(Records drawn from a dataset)
::::::::::
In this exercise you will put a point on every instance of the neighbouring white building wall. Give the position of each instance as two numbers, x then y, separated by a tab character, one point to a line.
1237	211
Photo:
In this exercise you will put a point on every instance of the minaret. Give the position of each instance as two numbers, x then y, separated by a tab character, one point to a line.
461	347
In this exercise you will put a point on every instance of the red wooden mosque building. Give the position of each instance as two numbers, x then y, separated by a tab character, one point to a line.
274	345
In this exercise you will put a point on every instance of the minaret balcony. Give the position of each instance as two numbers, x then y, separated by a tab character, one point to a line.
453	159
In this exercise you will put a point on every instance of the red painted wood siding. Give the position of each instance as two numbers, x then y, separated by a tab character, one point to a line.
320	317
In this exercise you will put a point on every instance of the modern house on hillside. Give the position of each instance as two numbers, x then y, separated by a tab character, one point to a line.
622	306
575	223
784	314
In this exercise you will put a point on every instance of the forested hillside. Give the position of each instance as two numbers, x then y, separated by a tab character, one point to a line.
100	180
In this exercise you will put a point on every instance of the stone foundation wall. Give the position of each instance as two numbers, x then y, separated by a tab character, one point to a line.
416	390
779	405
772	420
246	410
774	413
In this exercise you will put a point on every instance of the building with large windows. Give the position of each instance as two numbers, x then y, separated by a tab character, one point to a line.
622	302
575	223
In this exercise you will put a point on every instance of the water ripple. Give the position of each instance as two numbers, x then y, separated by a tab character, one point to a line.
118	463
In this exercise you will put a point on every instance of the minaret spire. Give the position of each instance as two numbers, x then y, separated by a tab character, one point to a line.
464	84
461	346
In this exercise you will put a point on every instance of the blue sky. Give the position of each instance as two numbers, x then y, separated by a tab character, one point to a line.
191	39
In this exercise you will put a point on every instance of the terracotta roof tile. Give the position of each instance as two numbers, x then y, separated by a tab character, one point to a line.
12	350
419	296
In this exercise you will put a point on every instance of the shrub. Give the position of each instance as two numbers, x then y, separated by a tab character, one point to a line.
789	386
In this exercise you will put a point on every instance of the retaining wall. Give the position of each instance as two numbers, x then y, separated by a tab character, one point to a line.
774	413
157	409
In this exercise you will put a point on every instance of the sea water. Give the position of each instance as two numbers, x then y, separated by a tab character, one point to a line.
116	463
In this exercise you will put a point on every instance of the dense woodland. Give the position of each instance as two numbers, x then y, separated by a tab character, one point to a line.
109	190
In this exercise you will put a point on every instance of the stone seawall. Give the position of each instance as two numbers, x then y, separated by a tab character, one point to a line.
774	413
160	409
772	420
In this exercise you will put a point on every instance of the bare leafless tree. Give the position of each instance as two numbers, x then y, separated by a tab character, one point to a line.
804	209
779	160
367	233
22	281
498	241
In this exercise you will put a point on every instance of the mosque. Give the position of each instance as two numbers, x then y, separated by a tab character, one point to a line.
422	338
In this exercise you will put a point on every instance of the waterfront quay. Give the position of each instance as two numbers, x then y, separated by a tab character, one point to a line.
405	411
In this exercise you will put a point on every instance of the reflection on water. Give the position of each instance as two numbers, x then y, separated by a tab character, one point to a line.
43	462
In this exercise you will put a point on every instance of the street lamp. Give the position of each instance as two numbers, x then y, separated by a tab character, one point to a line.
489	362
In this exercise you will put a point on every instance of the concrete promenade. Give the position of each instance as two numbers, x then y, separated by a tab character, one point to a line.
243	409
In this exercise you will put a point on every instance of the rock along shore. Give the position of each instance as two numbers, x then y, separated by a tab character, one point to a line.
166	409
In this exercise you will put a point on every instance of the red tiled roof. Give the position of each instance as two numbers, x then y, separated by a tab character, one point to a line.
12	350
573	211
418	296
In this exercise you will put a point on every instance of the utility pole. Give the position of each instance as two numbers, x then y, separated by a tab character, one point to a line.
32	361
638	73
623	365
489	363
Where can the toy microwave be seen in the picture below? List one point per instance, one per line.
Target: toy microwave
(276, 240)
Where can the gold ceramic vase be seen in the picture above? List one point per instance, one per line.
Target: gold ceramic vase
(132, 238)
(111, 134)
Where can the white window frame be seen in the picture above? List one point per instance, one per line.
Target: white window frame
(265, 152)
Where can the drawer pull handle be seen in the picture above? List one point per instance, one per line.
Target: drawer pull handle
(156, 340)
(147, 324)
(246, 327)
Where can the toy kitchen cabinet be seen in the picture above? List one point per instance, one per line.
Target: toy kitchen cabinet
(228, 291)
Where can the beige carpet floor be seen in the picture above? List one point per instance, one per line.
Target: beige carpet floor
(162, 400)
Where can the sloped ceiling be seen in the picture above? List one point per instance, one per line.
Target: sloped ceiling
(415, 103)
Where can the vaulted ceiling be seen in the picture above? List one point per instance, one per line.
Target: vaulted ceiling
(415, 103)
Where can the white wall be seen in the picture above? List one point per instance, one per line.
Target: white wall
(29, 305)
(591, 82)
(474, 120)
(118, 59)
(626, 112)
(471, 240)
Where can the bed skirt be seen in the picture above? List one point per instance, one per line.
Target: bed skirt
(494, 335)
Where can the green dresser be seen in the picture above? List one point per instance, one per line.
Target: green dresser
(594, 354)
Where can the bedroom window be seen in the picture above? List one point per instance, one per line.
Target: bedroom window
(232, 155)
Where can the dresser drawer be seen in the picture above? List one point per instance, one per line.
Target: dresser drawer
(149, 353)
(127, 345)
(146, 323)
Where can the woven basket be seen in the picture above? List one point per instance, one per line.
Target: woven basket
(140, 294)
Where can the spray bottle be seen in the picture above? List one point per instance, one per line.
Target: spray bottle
::::::::::
* [ABOUT THIS TASK]:
Please quote the data above in full, with no line missing.

* [EXERCISE SOLUTION]:
In this exercise you will put a point on every instance of the neighbouring white building wall. Give the position of each instance as two numbers, x then y, separated by a tab character, one point to a line.
1237	211
Photo:
In this exercise you will put a point on every instance of the minaret. Give the position of each instance as two numbers, x then y, separated by a tab character, one point to a line.
461	347
In this exercise you will put a point on every instance of the red wooden mosque building. Give the position of each instance as two numbers, x then y, separated by a tab character, one point to a line.
274	345
In this exercise you will put a point on every instance of the minaret balcony. Give the position of each instance as two numbers, x then y, separated by a tab character, one point to a line.
453	159
In this exercise you will put a point on every instance of the red painted wood siding. Give the position of each instance as two numbers, x then y, separated by a tab character, one point to a line.
320	317
In this exercise you will put a point on every instance of the modern house on hillside. Give the position of each instance as two numbers, x then y, separated by a tab character, one point to a line.
622	306
575	223
784	314
In this exercise you will put a point on every instance of the forested hillside. Give the position of each instance as two numbers, x then y, separated by a tab character, one point to a line.
100	180
In this exercise you will put a point on every instance of the stone foundation wall. Give the position of each instance as two numbers, x then y, separated by a tab character, one point to a line.
416	390
779	405
772	420
246	410
774	413
In this exercise you will put a point on every instance of the building with large windows. Give the position of each instance as two numbers, x then y, separated by a tab character, one point to a line.
622	302
575	223
In this exercise you will put a point on every instance of the water ripple. Give the position of each instance as two numbers, x then y, separated by a tab character, one point to a line.
118	463
In this exercise you will put a point on every instance of the minaret spire. Give the position of each instance as two numbers, x then y, separated by a tab character, one point to a line.
464	84
461	346
In this exercise you will put a point on every instance of the blue sky. Give the position of each instance as two numbers, x then y, separated by a tab character, one point to a line.
191	39
In this exercise you will put a point on every instance of the terracotta roof tile. Give the position of each instance as two numbers, x then y, separated by a tab character, one point to a line.
12	350
419	296
In this exercise you will put a point on every instance of the shrub. Give the position of each instance as two numbers, x then y, separated by a tab character, one point to a line.
789	386
In this exercise you will put a point on every instance of the retaining wall. Give the position of each instance as two numbers, x then y, separated by a tab character, one point to a line.
774	413
157	409
In this exercise you will put a point on every instance of the sea water. Give the position of each instance as two numbers, x then y, separated by a tab character, one point to a line.
116	463
In this exercise you will put a point on every instance of the dense woodland. Give the position of each instance as two numbers, x then y, separated by a tab character, one point to a line.
109	190
In this exercise you will put a point on every instance of the stone seawall. Give the position of each instance as two numbers, x then y, separated by a tab character, one point to a line.
774	413
160	409
772	420
In this exercise you will put a point on every instance of the bare leafless tree. Give the position of each instance as two numbers, x then y, separated by a tab character, one point to a line.
804	209
779	160
367	233
22	281
498	241
In this exercise you will put a point on every instance of the mosque. Give the position of each instance as two numbers, x then y, separated by a tab character, one point to a line.
422	338
In this exercise you will put a point on every instance of the waterfront quay. Give the position of each instance as two numbers, x then y, separated by a tab character, one point to a line.
405	411
In this exercise you will put a point on every instance of the reflection on water. Give the position of each instance as two numbers, x then y, separated by a tab character, one point to a line.
43	462
In this exercise you will put a point on every instance of the street lamp. Give the position of each instance as two numbers, x then y, separated by a tab character, one point to a line.
489	362
In this exercise you will put a point on every instance of the concrete promenade. Give the position of each instance as two numbers, x then y, separated by a tab character, one point to a line.
243	409
In this exercise you will put a point on every instance of the rock along shore. Give the position of each instance as two numbers, x then y, separated by a tab character, one point to a line.
166	409
In this exercise you will put a point on every instance of the red tiled roof. Give the position of each instance as two numbers, x then y, separated by a tab character, one point to a line.
12	350
573	211
418	296
In this exercise you will put a point on every instance of the utility pole. Give the position of each instance as two numbers, x then y, separated by a tab character, one point to a line.
32	361
638	73
623	365
489	363
Where can the toy microwave be seen in the picture below? List one point per instance, one per line.
Target: toy microwave
(276, 240)
Where can the gold ceramic vase be seen in the picture above? List one point per instance, one per line.
Target: gold ceramic vase
(132, 238)
(111, 134)
Where can the white window frame be seen in the picture above? List one point per instance, one per line.
Target: white window frame
(265, 152)
Where can the drawer pull handle be seen in the picture above? List one point per instance, one per line.
Target: drawer pull handle
(156, 340)
(147, 324)
(246, 327)
Where can the toy kitchen cabinet be seen in the picture above? List one point per instance, one per line.
Target: toy kitchen cabinet
(228, 291)
Where can the beige carpet floor be seen in the picture above? List one point per instance, one per line.
Target: beige carpet floor
(162, 400)
Where can the sloped ceiling be seen in the picture above? List one point per instance, one per line.
Target: sloped ceiling
(415, 103)
Where can the vaulted ceiling be seen in the picture above? List one point per instance, one per line.
Target: vaulted ceiling
(415, 103)
Where can the white wall be seen in the picture above? List one point per instance, one per line.
Target: white wall
(29, 305)
(591, 82)
(474, 120)
(118, 59)
(626, 112)
(471, 240)
Where can the bed skirt be seen in the picture above? List one point per instance, one per line.
Target: bed skirt
(494, 335)
Where can the green dresser be seen in the picture above? List one point per instance, one per line.
Target: green dresser
(594, 354)
Where can the bedroom window be seen in the picture above? List one point per instance, one per line.
Target: bedroom window
(232, 155)
Where can the dresser drawer be seen in the picture above? List one point per instance, one per line.
Target: dresser drawer
(149, 353)
(127, 345)
(146, 323)
Where can the woven basket be seen in the picture above? List one point per instance, one per line.
Target: woven basket
(140, 294)
Where can the spray bottle be seen in the picture above? List one point per instance, one per line.
Target: spray bottle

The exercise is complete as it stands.